Text provided:
----

There are other builder improvements as well, including the –build-arg flag on docker build, which lets you set build-time variables. The ARG instruction lets Dockerfile authors define values that users can set at build-time using the –build-arg flag.
Logs and Metrics
 
Metrics
We currently support metrics through an API endpoint in the daemon. You can now expose docker’s /metrics endpoint to plugins.

$ docker plugin install –grant-all-permissions cpuguy83/docker-metrics-plugin-test:latest

$ curl http://127.0.0.1:19393/metrics

This plugin is for example only. It runs reverse proxy on the host’s network which forwards requests to the local metrics socket in the plugin. In real scenarios you would likely either push the collected metrics to an external service or make the metrics available for collection by a service such as Prometheus.
Note that while metrics plugins are available on non-experimental daemons, the metric labels are still considered experimental and may change in future versions of Docker.
 
Log Driver Plugins
We have added support for log driver plugins.
 
Service logs
Docker service logs has moved out of the Edge release and into Stable, so you can easily get consolidated logs for an entire service running on a Swarm. We’ve added an endpoint for logs from individual tasks within a service as well.

Networking
 
Node-local network support for Services
Docker supports a variety of networking options. With Docker 17.06 CE, you can now attach services to node-local networks. This includes networks like Host, Macvlan, IPVlan, Bridge, and local-scope plugins. So for instance for a Macvlan network you can create a node specific network configurations on the worker nodes and then create a network on a manager node that brings in those configurations:
[Wrk-node1]$ docker network create —config-only —subnet=10.1.0.0/16 local-config

[Wrk-node2]$ docker network create —config-only —subnet=10.2.0.0/16 local-config

[Mgr-node2]$ docker network create —scope=swarm —config-from=local-config -d macvlan

mynet

[Mgr-node2]$ docker service create —network=mynet my_new_service

Swarm mode
We have a number of new features in swarm mode. Here’s just a few of them:

Configuration Objects
We’ve created a new configuration object for swarm mode that allows you to securely pass along configuration information in the same way you pass along secrets.
$ echo “This is a config” | docker config create test_config –

$ docker service create –name=my-srv —config=test_config …

$ docker exec -it 37d7cfdff6d5 cat test_config

This is a config

Certificate Rotation Improvements
The swarm mode public key infrastructure (PKI) system built into Docker makes it simple to securely deploy a container orchestration system. The nodes in a swarm use mutual Transport Layer Security (TLS) to authenticate, authorize, and encrypt the communications between themselves and other nodes in the swarm. Since this relies on certificates, it’s important to rotate those frequently. Since swarm mode launched with Docker 1.12, you’ve been able to schedule certificate rotation as frequently as every hour. With Docker CE 17.06 we’ve added the ability to immediately force certificate rotation on a one-time basis.

----

Extracted records:
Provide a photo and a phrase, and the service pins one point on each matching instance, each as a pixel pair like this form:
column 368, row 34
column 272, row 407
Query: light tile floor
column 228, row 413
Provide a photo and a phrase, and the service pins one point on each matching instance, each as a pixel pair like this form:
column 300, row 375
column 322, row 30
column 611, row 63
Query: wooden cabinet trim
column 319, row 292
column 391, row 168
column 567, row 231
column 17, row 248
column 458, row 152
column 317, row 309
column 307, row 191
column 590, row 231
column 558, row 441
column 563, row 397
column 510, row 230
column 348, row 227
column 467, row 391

----

What to work on:
**1.** Based on the Docker text, say whether each statement agrees with it, answering yes or no and quoting the words that decide it: (a) The –build-arg flag on docker build lets you set build-time variables. (b) The metric labels are considered stable. (c) Since Docker 1.12, certificate rotation could be scheduled as often as every minute.
**2.** Rewrite part of the Docker text, substituting "compile-time" for each "build-time". Begin at the words "There are other" and stop after "endpoint to plugins.".

Expected results:
**1.**
(a) Yes: "which lets you set build-time variables"
(b) No: "the metric labels are still considered experimental and may change in future versions of Docker"
(c) No: "you’ve been able to schedule certificate rotation as frequently as every hour"

**2.**
There are other builder improvements as well, including the –build-arg flag on docker build, which lets you set compile-time variables. The ARG instruction lets Dockerfile authors define values that users can set at compile-time using the –build-arg flag.
Logs and Metrics
 
Metrics
We currently support metrics through an API endpoint in the daemon. You can now expose docker’s /metrics endpoint to plugins.